- Opening Delimiter -

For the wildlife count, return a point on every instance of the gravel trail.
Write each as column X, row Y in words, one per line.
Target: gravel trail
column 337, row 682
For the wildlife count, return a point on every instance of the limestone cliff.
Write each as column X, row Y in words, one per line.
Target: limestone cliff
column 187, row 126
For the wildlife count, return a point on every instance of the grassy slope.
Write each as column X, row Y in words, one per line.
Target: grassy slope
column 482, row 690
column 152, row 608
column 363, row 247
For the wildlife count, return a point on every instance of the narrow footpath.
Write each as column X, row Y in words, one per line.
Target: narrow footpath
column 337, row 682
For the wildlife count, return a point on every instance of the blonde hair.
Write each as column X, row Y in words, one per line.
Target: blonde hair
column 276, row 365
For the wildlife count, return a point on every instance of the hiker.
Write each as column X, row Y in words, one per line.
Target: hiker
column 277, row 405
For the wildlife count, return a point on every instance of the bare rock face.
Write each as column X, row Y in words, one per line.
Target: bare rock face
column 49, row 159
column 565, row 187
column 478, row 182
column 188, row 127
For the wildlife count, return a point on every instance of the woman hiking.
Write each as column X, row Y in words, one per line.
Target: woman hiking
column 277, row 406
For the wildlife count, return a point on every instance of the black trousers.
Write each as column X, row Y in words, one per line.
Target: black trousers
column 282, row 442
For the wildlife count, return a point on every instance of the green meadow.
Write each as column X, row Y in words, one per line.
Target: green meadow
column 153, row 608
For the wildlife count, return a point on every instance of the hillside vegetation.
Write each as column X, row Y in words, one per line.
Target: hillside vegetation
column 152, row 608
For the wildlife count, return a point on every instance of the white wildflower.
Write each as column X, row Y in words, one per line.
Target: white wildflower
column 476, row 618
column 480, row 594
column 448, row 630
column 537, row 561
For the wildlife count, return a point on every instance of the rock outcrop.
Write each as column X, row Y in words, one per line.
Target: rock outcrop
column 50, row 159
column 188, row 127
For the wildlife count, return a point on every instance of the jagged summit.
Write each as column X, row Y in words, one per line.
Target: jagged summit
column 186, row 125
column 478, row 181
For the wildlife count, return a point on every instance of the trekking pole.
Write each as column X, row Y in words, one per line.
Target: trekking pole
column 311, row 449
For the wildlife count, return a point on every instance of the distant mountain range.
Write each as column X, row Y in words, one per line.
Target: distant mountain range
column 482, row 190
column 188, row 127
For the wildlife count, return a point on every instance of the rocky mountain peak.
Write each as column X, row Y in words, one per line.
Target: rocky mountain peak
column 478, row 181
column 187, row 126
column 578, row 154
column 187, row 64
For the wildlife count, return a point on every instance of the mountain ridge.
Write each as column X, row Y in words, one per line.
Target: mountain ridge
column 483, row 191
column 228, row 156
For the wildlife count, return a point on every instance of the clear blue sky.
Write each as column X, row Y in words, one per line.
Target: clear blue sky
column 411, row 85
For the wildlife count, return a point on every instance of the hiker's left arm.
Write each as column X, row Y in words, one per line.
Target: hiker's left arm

- Closing Delimiter -

- WHAT IS REQUIRED: Return only the number of lines in the records above that include the string "left".

- REPLY: 2